_Direction_.
Rewrite the rows from the line with "Segment red clown" up to and including the line with "[217, 62, 238, 74]", requests included, and only those lines. Multiply every box coordinate in the answers by 1.55 and round to whole numbers, with halves rounding up; leave the numbers in the requests and their format samples unchanged.

_Material shown_.
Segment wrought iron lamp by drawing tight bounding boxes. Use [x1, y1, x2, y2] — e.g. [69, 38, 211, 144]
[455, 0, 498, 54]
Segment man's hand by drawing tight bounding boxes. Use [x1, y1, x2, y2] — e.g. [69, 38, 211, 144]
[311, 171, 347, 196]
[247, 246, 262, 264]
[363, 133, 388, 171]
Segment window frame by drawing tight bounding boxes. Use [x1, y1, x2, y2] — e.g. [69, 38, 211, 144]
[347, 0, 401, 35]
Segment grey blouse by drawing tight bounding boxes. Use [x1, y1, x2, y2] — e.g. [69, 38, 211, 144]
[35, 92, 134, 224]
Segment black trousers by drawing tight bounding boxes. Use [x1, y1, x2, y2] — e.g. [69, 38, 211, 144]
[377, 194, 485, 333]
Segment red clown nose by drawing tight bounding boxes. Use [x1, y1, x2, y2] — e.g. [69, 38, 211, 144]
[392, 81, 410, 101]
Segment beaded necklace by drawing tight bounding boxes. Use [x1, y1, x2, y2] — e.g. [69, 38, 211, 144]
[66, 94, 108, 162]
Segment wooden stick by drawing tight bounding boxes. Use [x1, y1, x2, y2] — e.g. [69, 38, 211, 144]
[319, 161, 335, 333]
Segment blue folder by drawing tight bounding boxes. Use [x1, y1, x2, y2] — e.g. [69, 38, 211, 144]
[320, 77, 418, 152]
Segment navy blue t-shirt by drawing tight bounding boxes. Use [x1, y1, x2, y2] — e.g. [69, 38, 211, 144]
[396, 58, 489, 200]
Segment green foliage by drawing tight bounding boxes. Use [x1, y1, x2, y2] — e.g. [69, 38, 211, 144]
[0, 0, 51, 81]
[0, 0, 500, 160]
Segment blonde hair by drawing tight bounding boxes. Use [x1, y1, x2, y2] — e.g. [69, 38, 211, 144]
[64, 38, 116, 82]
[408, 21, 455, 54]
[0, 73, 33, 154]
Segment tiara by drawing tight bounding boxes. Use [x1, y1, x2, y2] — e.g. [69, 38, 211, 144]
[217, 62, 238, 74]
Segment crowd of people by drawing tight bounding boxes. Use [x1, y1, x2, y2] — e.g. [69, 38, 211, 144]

_Solution to the problem_.
Segment red clown nose by drawing tight bounding boxes. Use [x1, y1, x2, y2] — e.g. [69, 38, 211, 144]
[608, 126, 636, 157]
Segment beaded necklace by drawing tight bounding boxes. Use [x1, y1, x2, y2] — e.g. [69, 38, 211, 144]
[102, 146, 167, 251]
Segment wooden stick by drawing tight bounding boxes. Use [x1, y1, x2, y2] — e.g. [69, 38, 211, 144]
[494, 250, 519, 516]
Segment blue folder by drawing tight bounding boxes. Use [x1, y1, x2, y2] — e.g. [69, 38, 211, 144]
[496, 119, 648, 236]
Segment navy blue t-shirt by drawing tight bounding boxes. Use [x1, y1, x2, y2] — e.g. [69, 38, 211, 144]
[614, 90, 758, 310]
Segment green foliage by drawing tight bounding boxes. Use [x1, y1, x2, y2] — e.g. [69, 38, 211, 144]
[0, 0, 79, 126]
[0, 0, 775, 248]
Segment blonde hair by drawing tight bounding boxes. Use [x1, y1, x2, y2] — e.g. [69, 38, 211, 144]
[99, 59, 180, 127]
[632, 33, 705, 84]
[0, 113, 51, 239]
Segment tiara by drawing tight bounding boxes. Use [x1, y1, x2, y2] — e.g. [69, 38, 211, 144]
[336, 96, 369, 115]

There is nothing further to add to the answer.